Quote each line exactly, from the line that contains "Each instance of the flowering" down to the last line of the listing, and no other lines.

== Records shown ==

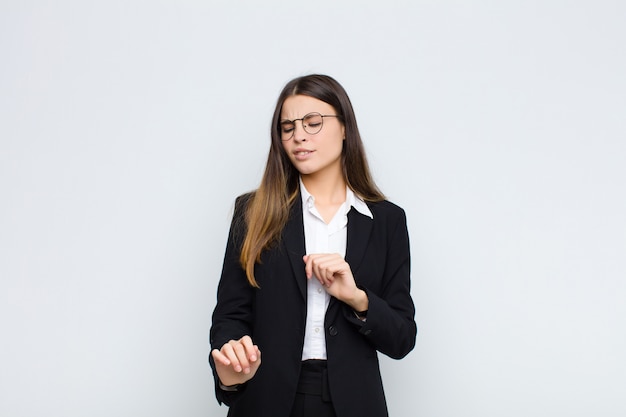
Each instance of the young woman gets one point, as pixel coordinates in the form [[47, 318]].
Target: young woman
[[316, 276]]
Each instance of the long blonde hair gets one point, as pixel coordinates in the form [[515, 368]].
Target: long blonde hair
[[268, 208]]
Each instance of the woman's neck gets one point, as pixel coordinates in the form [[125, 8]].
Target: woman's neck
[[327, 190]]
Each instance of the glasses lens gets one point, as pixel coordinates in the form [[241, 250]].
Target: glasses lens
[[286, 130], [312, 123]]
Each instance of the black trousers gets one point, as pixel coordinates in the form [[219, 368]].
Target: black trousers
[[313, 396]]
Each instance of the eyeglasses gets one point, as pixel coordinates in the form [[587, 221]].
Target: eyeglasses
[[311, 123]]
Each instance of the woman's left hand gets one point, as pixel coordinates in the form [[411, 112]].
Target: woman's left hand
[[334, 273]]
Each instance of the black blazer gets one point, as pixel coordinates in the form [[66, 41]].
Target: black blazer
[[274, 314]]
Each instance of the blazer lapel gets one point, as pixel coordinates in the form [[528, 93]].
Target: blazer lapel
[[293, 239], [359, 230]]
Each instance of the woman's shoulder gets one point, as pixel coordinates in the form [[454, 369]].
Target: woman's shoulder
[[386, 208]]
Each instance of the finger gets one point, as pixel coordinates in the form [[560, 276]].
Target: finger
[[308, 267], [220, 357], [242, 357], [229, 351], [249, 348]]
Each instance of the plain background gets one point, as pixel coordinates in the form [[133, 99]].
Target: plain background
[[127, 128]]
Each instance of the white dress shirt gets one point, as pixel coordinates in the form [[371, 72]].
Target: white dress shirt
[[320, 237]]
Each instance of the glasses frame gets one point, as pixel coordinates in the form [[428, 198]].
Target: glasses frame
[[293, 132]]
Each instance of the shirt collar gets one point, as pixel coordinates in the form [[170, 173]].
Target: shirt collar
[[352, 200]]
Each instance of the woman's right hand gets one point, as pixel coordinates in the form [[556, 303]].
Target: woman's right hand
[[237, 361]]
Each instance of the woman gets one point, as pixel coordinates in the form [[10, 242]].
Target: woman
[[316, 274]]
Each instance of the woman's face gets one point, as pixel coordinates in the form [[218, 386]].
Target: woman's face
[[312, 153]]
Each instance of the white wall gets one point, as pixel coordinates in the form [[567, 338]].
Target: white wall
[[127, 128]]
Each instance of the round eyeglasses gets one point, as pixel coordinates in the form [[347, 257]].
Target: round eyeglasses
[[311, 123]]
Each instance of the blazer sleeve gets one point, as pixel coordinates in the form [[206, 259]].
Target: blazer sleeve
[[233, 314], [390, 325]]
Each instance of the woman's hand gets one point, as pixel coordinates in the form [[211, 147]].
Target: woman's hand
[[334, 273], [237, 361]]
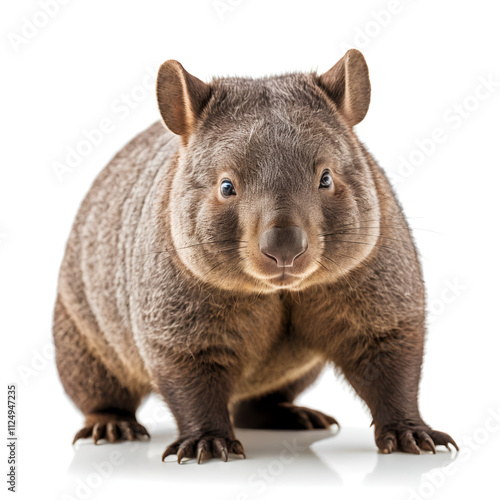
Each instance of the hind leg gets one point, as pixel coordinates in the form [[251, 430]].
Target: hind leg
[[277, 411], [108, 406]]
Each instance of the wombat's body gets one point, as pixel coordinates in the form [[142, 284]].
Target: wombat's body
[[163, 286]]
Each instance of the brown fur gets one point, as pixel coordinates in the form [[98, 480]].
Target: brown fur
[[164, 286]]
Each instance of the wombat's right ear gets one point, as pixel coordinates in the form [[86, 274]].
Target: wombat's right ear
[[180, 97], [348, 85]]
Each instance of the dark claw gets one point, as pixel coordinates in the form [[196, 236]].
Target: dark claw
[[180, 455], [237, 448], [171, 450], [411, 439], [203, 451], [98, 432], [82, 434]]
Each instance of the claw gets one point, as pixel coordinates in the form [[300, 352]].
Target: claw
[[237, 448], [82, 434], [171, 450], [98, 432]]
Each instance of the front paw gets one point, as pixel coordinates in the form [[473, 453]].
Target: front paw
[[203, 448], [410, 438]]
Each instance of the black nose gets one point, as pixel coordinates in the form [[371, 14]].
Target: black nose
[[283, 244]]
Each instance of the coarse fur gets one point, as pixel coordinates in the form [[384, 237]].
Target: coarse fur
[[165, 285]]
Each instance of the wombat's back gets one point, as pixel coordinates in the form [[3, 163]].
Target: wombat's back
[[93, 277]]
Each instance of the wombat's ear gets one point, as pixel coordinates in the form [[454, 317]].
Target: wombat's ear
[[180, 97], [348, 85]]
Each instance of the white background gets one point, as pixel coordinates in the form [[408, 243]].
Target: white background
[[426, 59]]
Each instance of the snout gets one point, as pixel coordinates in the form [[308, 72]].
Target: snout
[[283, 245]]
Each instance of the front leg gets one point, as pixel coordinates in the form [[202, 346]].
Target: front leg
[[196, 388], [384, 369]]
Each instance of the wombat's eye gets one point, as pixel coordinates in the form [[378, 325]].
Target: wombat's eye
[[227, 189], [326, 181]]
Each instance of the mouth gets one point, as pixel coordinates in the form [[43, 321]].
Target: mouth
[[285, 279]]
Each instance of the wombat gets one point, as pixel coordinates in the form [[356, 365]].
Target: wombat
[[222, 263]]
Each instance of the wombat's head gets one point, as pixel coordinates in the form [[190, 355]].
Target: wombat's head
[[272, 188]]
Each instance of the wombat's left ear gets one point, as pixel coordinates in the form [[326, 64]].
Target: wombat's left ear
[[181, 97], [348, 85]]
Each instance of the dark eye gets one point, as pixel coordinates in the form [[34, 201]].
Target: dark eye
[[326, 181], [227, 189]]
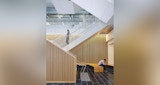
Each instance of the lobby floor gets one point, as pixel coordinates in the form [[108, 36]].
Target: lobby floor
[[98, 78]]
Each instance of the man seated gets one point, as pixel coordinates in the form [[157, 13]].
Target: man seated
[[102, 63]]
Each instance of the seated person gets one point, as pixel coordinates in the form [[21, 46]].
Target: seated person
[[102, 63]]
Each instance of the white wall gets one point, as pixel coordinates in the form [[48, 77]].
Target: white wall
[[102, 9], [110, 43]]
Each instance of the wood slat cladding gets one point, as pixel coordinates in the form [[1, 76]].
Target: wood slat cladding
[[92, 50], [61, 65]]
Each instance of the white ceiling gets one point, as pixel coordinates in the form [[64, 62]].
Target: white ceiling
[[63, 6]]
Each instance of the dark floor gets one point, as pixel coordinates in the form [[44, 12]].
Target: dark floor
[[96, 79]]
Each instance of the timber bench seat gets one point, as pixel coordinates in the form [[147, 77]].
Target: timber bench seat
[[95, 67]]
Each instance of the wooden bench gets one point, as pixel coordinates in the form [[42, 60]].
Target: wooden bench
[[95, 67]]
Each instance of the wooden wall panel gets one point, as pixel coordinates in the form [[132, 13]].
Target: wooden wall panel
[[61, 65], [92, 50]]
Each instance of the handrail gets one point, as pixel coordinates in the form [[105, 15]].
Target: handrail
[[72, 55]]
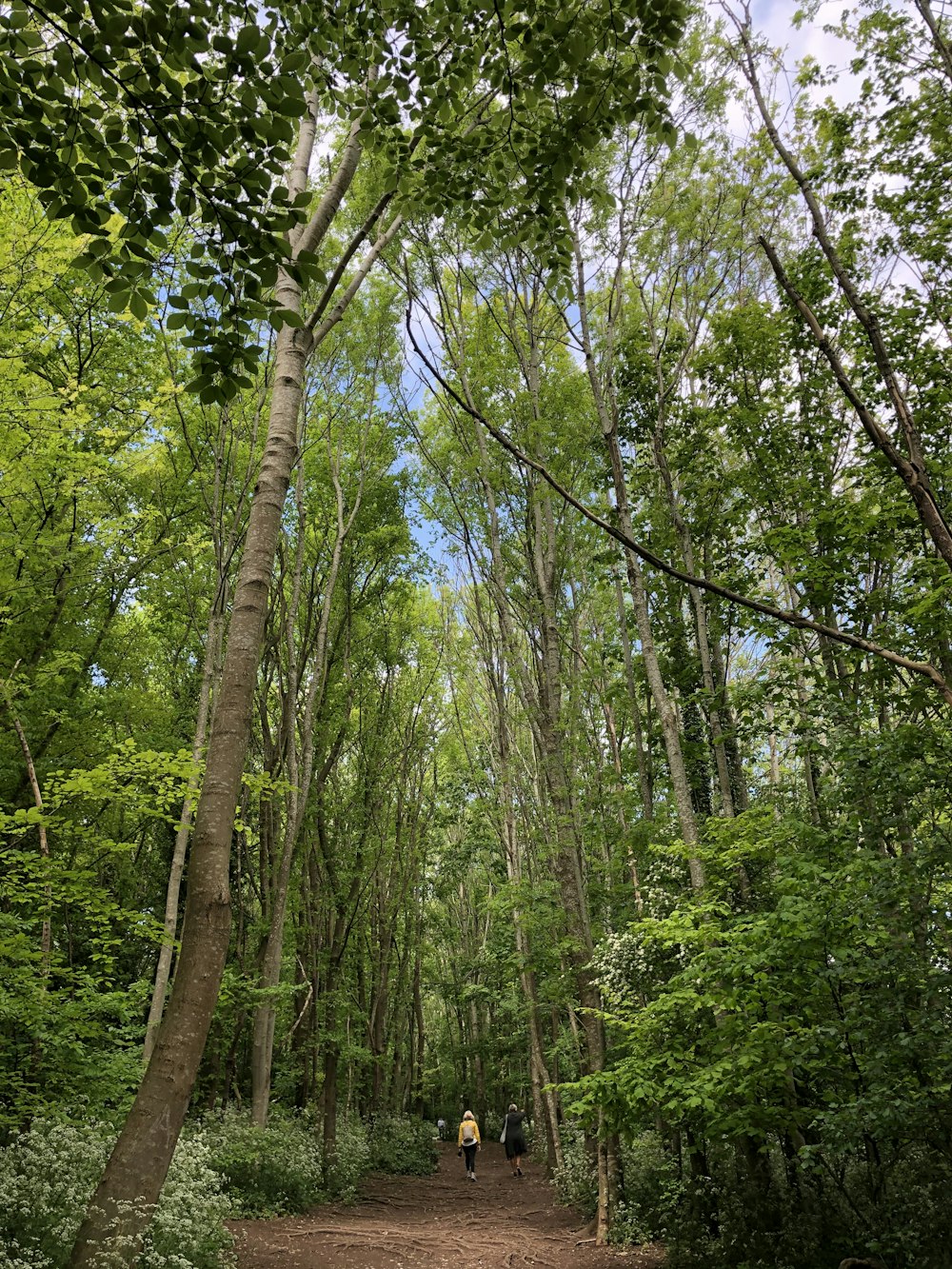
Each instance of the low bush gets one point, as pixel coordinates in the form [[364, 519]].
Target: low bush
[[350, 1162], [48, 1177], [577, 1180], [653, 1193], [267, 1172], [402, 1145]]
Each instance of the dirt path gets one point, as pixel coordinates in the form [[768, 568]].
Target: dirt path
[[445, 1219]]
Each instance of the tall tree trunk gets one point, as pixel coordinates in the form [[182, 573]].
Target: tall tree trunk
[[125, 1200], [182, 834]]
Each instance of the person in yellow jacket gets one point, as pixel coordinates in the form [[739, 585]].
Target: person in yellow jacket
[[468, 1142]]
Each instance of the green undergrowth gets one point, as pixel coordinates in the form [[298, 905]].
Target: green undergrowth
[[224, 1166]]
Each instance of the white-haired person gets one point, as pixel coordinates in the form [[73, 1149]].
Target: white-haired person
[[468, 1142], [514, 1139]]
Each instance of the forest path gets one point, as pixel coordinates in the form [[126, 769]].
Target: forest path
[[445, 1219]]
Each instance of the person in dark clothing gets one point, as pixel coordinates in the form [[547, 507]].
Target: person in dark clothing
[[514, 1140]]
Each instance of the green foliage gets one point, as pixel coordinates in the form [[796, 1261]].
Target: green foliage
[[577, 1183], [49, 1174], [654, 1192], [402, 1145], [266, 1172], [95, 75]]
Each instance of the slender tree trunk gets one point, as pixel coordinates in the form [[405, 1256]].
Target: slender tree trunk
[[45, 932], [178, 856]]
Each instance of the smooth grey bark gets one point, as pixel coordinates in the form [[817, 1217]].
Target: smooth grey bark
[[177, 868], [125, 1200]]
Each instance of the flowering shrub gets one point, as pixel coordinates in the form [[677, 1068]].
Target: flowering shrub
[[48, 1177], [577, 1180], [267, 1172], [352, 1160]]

===

**Response:**
Each instance of the flowering shrub gets one point, as pixel coordinates in the form [[677, 1068]].
Target: flowering shrub
[[48, 1177], [577, 1180], [267, 1172], [352, 1160]]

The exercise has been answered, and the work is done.